> WHAT IS REQUIRED
Output the data below exactly. Leave nothing out.

Referring expression pointing data:
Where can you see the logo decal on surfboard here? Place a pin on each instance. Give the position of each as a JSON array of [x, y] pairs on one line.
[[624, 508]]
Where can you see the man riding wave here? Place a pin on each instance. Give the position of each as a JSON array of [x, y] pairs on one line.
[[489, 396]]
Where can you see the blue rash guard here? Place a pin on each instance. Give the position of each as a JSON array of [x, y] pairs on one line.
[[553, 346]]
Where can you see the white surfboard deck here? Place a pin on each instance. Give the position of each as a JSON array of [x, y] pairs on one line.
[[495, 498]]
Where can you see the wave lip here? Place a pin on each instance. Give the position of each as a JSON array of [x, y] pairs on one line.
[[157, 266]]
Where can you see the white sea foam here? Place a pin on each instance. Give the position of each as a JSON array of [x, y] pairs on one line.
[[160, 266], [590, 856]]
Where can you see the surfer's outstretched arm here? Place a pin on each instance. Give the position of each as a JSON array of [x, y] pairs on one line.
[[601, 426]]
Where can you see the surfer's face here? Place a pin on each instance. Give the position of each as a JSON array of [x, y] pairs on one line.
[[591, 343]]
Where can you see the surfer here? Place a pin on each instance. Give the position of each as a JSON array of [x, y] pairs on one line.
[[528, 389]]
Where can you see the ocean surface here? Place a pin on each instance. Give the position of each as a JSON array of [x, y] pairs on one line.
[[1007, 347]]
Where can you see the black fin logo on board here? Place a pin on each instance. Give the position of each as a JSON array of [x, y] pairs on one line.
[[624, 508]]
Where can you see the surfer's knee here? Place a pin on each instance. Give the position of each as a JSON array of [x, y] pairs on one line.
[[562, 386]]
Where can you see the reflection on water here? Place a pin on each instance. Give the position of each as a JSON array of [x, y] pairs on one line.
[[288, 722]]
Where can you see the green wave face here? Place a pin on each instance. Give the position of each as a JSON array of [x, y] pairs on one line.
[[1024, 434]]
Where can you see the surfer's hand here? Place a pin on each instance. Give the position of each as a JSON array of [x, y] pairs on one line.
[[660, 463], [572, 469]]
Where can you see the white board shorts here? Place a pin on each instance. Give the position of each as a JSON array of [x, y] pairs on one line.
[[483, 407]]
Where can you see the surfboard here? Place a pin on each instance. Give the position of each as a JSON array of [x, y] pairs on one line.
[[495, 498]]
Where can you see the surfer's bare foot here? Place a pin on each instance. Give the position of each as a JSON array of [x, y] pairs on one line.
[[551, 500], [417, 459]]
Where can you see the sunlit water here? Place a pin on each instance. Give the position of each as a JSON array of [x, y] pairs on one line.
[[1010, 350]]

> SOLUTION BELOW
Where can you see the logo decal on surfboard here? Place a pin on each instance. Give the position of each as a JSON array of [x, y] pairs on one line.
[[624, 508]]
Where can you see the man riding wave here? Place a pin on each instance. Give the position of each as a JSON array of [x, y] pairs on one line.
[[489, 396]]
Where can you see the blue rash guard here? Place a pin on each instance. Give the position of each as a JSON array of [x, y] pairs on one line.
[[553, 346]]
Where can you see the white surfboard deck here? Place a pin on each instance. Give the position of each as a JSON array of [x, y] pairs on one line.
[[495, 498]]
Where can you see the wave lip here? Place a pin on each instance. Give the position of each as a JSON array of [x, y] pairs on one line.
[[157, 266]]
Where can you see the white sea foam here? Place a pin on each instance. Give the position of each as a JSON array of [x, y] pairs on one line.
[[160, 266], [590, 856]]
Where can you see the surfer's outstretched arm here? Place a pin on each instance. Give the position of each as a JSON array of [x, y] pairs on one line.
[[601, 426]]
Where can you see the surfer's face here? Place a pin on each instance. Give the position of each as a JSON array of [x, y] pairs on one line.
[[591, 343]]
Where can you see the surfer here? Place a pin on each instance. Give the position of each as a JSON array of [x, y] pairs on one line.
[[528, 389]]
Where can you see the ocean surface here? Place a pin on each instance. Give the position of each as a JSON array of [x, y] pairs on one line.
[[1007, 347]]
Where can you see the black fin logo on board here? Place a pin on each instance. Give the position of each as a JSON array of [x, y] pairs on one line.
[[624, 508]]
Where can you see the surfer's knee here? Place a pin on each instance. Give the position of each as a JSON array of [x, y] pairs on one line.
[[562, 386]]
Where can you see the reflection on water here? Place a pin on each instance. Give the position of each as a JSON array of [x, y] pairs on one line.
[[288, 722]]
Where can you see the green wave face here? Place a pin on each instance. Give the position of each as a JSON array of [x, y] pairs on one line.
[[1024, 434]]
Where can you see the surfer's hand here? Place a pin on each instance. Give the position of each as a JSON array of [x, y] pairs on one line.
[[660, 463], [572, 469]]
Where can you see the white board shorts here? Place a pin on each instance. Give the position of each as a JSON array of [x, y] pairs on one line.
[[483, 407]]
Where can you see the surfboard here? Place a pin on each instance. Give the position of each as a JSON array of [x, y] pairs on one line.
[[495, 498]]
Where can you see the surfer's bare foot here? Place a pin on each instance. Give the position of each as a JSON array of [x, y] pairs on one line.
[[551, 500], [417, 459]]
Where can you see the sunlit water here? Place a pin on each instance. Give the position of each as a JSON array of [x, y] pairs on one line.
[[1010, 350]]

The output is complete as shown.